**Problem**: A single total is needed, the number of lines of this listing that contain the string "brown".

**Dataset excerpts**:
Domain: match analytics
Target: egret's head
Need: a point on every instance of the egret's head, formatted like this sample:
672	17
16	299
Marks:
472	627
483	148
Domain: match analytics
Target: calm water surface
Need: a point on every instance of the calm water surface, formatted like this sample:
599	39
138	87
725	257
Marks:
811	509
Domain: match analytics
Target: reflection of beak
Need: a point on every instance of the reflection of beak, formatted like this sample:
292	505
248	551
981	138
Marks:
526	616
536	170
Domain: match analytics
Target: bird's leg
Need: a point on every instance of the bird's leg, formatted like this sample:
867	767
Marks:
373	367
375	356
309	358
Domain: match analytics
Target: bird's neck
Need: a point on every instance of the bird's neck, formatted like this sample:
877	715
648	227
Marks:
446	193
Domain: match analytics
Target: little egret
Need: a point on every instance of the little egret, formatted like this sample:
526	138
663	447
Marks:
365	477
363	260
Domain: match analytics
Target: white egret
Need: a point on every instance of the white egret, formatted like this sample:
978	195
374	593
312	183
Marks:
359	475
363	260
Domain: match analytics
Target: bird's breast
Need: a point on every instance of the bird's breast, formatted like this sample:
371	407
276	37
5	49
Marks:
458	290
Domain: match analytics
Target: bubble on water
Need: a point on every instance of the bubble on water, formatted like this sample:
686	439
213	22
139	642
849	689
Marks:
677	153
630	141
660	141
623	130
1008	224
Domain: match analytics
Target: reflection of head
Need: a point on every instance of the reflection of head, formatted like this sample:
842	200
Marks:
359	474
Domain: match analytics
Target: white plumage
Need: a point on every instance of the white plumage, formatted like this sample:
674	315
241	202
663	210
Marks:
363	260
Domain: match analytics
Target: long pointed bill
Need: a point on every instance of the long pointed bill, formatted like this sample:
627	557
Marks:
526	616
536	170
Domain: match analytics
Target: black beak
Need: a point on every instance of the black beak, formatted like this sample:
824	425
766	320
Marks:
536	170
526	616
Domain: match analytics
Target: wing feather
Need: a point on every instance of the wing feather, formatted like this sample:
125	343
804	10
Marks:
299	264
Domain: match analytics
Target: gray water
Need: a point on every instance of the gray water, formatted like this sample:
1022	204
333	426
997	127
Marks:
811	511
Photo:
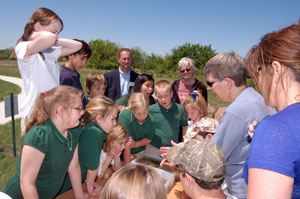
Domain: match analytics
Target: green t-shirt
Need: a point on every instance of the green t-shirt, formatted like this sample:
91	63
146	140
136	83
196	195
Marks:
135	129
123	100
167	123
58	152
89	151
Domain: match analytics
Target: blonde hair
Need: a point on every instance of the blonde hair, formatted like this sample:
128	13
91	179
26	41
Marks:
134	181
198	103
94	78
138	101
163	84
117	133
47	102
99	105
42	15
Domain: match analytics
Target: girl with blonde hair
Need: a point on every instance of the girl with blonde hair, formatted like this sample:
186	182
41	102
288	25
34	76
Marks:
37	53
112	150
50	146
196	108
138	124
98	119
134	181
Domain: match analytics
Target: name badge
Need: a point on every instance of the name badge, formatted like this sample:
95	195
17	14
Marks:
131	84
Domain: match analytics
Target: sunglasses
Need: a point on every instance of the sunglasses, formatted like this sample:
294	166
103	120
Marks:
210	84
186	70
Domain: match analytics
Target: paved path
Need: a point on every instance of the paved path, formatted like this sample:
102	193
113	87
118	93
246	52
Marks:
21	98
==
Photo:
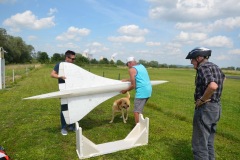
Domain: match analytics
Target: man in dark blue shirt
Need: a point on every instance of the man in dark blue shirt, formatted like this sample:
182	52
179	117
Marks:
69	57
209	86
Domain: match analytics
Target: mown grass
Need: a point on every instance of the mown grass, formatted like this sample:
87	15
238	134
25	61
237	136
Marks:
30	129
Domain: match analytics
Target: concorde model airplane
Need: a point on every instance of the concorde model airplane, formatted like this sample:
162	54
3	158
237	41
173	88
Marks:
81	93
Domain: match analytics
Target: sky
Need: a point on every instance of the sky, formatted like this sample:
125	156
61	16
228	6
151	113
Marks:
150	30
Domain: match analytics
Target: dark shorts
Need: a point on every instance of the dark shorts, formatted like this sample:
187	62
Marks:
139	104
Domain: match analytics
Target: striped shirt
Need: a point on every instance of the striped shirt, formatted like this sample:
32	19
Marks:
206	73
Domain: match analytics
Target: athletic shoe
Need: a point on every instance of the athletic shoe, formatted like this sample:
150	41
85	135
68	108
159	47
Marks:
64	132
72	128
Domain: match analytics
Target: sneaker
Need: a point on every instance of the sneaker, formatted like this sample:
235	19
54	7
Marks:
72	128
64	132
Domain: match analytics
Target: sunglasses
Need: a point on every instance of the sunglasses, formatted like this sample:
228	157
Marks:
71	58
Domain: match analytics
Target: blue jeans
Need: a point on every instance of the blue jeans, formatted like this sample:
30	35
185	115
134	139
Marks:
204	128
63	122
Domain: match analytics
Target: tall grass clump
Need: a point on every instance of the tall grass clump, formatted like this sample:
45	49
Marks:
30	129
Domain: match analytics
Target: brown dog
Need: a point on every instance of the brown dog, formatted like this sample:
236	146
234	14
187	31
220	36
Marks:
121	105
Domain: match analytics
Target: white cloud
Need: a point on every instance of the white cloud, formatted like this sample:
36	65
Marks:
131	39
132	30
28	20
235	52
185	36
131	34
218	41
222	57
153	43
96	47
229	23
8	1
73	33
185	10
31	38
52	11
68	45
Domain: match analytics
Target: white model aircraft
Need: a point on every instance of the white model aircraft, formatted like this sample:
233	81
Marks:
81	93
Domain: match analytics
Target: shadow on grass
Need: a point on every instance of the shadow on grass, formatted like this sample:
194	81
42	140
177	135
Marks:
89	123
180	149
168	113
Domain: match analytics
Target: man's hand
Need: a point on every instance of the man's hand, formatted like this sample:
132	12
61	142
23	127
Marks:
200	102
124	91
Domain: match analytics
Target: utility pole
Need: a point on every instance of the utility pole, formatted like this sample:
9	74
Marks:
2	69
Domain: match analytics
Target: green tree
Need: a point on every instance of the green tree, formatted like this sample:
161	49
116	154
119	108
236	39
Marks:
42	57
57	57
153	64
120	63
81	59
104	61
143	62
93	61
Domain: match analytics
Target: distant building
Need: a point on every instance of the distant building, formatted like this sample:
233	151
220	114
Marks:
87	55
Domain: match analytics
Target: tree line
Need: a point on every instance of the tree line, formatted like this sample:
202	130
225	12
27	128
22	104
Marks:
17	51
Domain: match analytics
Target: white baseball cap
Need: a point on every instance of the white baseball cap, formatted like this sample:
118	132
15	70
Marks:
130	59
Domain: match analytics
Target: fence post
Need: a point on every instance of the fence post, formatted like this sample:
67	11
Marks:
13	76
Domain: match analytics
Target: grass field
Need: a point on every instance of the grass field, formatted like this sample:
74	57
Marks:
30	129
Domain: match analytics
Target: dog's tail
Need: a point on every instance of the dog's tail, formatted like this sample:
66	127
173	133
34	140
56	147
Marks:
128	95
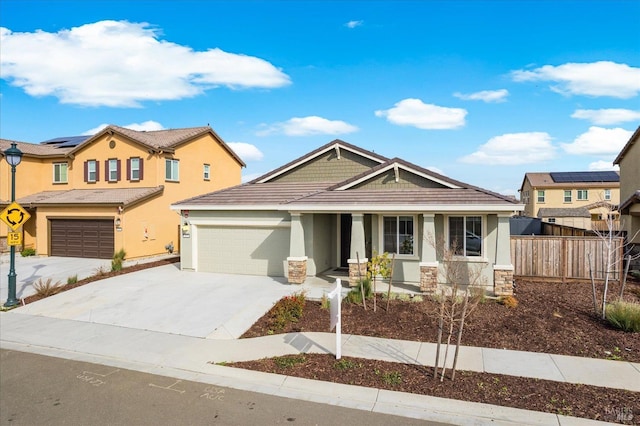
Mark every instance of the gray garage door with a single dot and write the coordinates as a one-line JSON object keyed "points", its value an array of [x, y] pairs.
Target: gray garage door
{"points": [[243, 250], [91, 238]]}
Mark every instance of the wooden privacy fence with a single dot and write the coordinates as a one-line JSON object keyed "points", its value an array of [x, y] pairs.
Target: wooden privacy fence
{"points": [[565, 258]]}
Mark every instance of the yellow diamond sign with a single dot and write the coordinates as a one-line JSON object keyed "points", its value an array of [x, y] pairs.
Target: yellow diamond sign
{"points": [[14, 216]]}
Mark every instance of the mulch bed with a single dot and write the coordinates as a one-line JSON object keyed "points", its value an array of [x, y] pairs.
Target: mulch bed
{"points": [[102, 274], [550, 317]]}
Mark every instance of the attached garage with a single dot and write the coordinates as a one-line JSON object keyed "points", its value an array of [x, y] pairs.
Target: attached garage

**Task response**: 2